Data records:
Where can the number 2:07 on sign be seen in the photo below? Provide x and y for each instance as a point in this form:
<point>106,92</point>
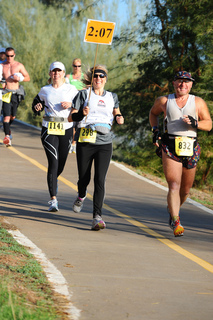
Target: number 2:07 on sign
<point>99,32</point>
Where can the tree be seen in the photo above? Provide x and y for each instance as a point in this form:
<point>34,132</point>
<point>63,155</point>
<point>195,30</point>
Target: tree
<point>173,36</point>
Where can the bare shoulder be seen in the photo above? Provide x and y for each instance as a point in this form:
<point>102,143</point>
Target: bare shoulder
<point>200,104</point>
<point>161,100</point>
<point>160,104</point>
<point>199,100</point>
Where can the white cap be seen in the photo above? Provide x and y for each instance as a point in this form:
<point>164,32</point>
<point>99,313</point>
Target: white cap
<point>57,65</point>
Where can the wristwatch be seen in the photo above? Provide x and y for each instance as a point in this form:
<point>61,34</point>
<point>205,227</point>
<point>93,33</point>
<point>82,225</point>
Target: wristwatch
<point>154,128</point>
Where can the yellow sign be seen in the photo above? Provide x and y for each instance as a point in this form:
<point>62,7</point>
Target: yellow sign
<point>99,32</point>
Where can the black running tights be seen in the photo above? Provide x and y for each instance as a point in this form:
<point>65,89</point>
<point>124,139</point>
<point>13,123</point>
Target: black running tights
<point>57,149</point>
<point>101,154</point>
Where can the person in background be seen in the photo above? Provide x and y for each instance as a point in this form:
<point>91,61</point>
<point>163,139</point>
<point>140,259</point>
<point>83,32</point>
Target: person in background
<point>56,134</point>
<point>14,72</point>
<point>184,115</point>
<point>75,78</point>
<point>94,138</point>
<point>2,55</point>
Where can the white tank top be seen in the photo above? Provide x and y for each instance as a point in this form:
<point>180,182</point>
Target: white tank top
<point>174,115</point>
<point>100,109</point>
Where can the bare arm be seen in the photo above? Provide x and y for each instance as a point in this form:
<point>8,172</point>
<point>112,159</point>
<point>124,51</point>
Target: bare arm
<point>158,107</point>
<point>204,118</point>
<point>119,117</point>
<point>24,72</point>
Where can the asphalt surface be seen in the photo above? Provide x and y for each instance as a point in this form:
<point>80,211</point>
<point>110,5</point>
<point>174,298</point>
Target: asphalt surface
<point>135,268</point>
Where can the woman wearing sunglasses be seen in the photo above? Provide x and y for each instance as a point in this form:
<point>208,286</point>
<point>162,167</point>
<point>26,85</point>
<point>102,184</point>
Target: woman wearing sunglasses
<point>56,134</point>
<point>75,78</point>
<point>97,108</point>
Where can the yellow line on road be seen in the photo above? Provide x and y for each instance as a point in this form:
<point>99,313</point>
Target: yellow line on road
<point>204,264</point>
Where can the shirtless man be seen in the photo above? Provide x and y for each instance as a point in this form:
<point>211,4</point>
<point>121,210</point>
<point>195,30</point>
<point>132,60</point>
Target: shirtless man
<point>2,55</point>
<point>13,72</point>
<point>183,115</point>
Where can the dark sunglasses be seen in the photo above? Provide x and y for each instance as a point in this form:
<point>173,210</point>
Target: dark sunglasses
<point>99,75</point>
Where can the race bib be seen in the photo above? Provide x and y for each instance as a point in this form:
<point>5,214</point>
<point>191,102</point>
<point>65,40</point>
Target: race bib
<point>56,128</point>
<point>7,97</point>
<point>184,146</point>
<point>87,135</point>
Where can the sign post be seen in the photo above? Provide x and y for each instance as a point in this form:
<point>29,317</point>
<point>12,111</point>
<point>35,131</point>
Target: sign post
<point>100,32</point>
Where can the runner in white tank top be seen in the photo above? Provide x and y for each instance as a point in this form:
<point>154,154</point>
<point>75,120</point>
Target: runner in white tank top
<point>183,115</point>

**INSTRUCTIONS FOR THE TASK:** Reproduce, with no other lines, the one containing "<point>65,40</point>" and all lines after it through the end of the data above.

**RESPONSE:**
<point>65,40</point>
Target: race bib
<point>56,128</point>
<point>7,97</point>
<point>184,146</point>
<point>87,135</point>
Where can the sign post be seen in the photo above? Provide x and y for each instance as a point in this form:
<point>29,317</point>
<point>12,111</point>
<point>35,131</point>
Target: sign post
<point>100,32</point>
Where can the runner in white tank top be seen in the photo above? Provide x and y for each instance as a point in this form:
<point>154,154</point>
<point>75,120</point>
Target: runner in white tank top
<point>183,115</point>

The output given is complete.